Recalling the spiritual retreat held at the Vatican earlier this month for several religious and political leaders of South Sudan, he prayed for the opening of “a new page” in the history of the country.
Francis prayed for the peace of Easter to bring comfort to the people of the eastern regions of Ukraine.
For the American continent, he invoked the joy of the resurrection for all those experiencing difficult political and economic situations.
Underlining the situations in Venezuela and Nicaragua, he asked the Lord to “grant that all those with political responsibilities may work to end social injustices, abuses and acts of violence, and take the concrete steps needed to heal divisions and offer the population the help they need.”
Let there be an end to the arms race and to the “troubling spread of weaponry,” he added.
“Before the many sufferings of our time, may the Lord of life not find us cold and indifferent. May he make us builders of bridges, not walls,” Francis stated.
He added: “May the Risen Christ, who flung open the doors of the tomb, open our hearts to the needs of the disadvantaged, the vulnerable, the poor, the unemployed, the marginalized, and all those who knock at our door in search of bread, refuge, and the recognition of their dignity.”

§ **Provided material**:

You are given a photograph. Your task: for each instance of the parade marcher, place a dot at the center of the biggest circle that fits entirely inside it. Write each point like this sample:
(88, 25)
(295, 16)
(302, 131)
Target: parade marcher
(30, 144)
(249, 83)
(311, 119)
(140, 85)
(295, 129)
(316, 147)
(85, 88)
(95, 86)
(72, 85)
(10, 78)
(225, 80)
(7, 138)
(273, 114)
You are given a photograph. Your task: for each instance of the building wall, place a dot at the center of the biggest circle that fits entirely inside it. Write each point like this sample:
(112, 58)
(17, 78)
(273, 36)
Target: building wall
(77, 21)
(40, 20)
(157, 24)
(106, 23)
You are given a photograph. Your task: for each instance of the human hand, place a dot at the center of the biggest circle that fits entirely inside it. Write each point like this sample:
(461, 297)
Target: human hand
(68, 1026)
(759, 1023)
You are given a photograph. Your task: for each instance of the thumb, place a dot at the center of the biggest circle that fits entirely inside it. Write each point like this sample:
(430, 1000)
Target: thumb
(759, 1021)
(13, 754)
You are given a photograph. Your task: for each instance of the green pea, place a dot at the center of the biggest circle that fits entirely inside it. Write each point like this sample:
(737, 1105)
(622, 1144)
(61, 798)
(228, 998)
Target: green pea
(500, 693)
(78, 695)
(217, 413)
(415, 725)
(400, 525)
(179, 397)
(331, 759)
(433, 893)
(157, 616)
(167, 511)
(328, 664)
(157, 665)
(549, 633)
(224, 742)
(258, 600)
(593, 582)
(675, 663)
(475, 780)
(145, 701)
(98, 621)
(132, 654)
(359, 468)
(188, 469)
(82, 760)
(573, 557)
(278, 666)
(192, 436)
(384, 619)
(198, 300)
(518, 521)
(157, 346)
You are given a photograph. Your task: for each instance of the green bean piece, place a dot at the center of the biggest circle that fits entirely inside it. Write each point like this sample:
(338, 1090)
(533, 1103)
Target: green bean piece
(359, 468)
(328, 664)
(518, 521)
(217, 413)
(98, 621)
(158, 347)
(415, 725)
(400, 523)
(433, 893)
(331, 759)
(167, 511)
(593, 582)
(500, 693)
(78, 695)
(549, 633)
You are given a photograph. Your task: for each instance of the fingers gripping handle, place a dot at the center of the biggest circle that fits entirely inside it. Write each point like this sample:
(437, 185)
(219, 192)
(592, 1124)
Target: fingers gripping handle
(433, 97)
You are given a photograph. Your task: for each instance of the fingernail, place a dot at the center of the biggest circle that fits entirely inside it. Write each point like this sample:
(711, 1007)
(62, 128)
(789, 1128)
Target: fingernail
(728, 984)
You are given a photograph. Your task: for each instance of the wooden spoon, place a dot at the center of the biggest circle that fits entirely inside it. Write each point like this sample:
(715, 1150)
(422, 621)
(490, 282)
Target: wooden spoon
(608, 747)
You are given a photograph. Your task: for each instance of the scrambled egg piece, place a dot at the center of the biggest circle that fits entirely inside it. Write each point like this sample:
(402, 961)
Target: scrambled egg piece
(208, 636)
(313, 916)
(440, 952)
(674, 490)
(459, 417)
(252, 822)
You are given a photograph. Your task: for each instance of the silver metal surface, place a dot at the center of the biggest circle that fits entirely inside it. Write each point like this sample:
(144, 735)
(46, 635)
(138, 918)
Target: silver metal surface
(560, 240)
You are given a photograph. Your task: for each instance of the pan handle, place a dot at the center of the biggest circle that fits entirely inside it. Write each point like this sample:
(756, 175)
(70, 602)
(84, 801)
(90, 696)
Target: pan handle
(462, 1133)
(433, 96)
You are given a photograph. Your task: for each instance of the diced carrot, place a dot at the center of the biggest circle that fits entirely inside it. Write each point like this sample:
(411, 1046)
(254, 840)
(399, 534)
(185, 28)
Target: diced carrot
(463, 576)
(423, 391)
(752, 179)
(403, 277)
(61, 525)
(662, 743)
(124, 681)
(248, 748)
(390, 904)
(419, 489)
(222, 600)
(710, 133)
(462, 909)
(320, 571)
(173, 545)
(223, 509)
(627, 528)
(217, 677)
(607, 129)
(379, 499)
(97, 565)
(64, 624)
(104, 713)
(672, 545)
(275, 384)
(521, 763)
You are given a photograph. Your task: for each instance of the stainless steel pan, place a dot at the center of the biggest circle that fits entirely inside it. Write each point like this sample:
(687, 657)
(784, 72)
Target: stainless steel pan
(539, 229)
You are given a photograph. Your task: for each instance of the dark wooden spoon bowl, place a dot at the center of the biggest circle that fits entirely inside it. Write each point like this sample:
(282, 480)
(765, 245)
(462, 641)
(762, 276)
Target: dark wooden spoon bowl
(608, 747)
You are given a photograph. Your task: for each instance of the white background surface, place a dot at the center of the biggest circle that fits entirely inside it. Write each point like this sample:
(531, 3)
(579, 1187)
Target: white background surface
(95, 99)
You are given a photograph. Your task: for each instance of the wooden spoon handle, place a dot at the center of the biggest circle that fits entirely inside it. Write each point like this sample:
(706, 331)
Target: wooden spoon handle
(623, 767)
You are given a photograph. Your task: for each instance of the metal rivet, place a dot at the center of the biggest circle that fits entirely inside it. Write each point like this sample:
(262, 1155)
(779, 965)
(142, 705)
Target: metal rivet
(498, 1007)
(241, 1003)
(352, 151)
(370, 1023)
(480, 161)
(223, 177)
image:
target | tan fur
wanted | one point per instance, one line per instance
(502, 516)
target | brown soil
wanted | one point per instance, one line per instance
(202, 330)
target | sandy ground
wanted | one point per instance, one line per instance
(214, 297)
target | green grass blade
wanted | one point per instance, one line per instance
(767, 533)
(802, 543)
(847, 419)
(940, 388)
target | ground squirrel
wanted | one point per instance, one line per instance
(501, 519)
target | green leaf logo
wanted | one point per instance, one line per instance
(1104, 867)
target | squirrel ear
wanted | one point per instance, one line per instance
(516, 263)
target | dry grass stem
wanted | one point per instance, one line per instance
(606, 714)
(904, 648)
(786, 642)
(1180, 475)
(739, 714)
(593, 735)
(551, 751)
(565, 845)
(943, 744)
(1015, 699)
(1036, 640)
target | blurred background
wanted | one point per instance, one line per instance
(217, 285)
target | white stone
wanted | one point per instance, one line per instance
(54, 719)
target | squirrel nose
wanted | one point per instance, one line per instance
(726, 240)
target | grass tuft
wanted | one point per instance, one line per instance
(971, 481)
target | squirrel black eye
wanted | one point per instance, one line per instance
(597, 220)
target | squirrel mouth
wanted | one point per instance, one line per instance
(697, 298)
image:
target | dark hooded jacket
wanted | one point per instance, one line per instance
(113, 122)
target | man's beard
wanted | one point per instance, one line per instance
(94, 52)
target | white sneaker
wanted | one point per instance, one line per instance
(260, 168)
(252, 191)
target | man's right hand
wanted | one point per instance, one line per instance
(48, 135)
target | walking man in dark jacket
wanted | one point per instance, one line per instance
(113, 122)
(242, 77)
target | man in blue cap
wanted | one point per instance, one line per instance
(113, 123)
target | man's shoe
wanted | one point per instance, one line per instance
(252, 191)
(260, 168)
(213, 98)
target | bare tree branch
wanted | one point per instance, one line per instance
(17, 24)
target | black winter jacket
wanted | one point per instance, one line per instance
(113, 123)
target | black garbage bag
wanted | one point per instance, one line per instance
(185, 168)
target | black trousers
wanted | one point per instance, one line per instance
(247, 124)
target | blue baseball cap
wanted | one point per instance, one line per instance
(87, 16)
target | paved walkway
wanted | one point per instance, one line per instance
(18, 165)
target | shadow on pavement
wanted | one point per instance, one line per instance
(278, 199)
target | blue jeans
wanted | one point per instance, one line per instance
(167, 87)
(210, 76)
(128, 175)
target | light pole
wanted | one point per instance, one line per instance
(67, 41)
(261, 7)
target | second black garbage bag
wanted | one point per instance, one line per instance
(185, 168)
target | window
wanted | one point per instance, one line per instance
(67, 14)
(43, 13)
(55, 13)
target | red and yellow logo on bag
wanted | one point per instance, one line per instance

§ **Tasks and exercises**:
A. Summarize the text above about Francis's Easter prayers in two sentences.
B. Which two countries on the American continent does the text above about Francis's Easter prayers single out?

§ **Per-task answers**:
A. Francis prayed for a new page in the history of South Sudan, for the peace of Easter to comfort the people of eastern Ukraine, and for those in the Americas facing difficult political and economic situations, asking that leaders in Venezuela and Nicaragua end social injustices, abuses and violence. He also called for an end to the arms race and asked that the Lord make people builders of bridges, not walls, with hearts open to the poor, the vulnerable and all who seek bread, refuge and dignity.

B. Venezuela and Nicaragua.